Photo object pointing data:
+===+

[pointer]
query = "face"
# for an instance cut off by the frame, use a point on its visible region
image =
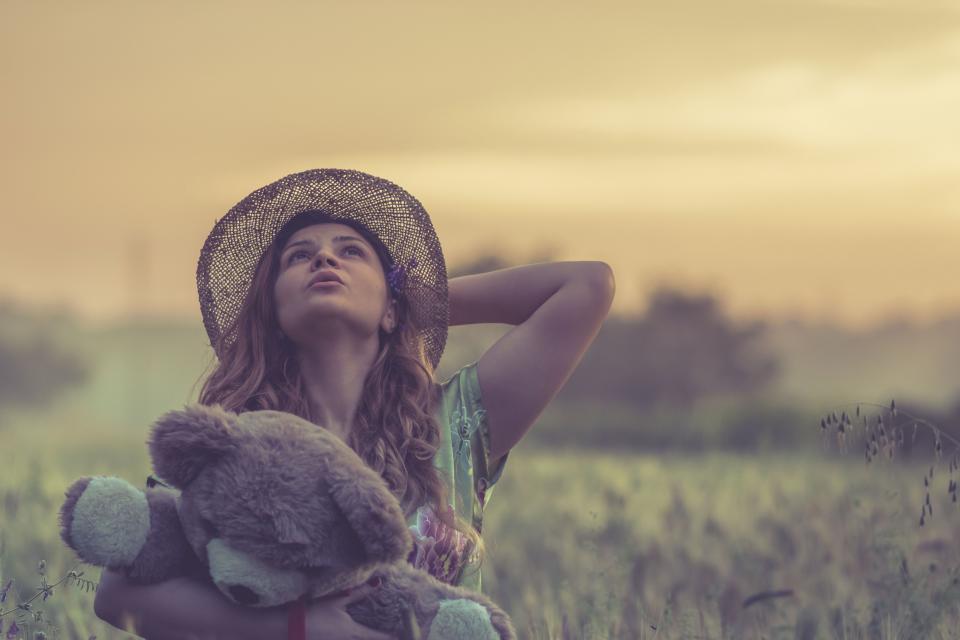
(362, 301)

+===+

GIVEN PROBLEM: Switch "frame" to "edge" everywhere in the data, keep everything else unchanged, and write the lines out again. Leave the pictures out of your answer.

OUTPUT:
[pointer]
query = "face"
# for an instance cut off by the edge, use a point on its visible region
image =
(362, 301)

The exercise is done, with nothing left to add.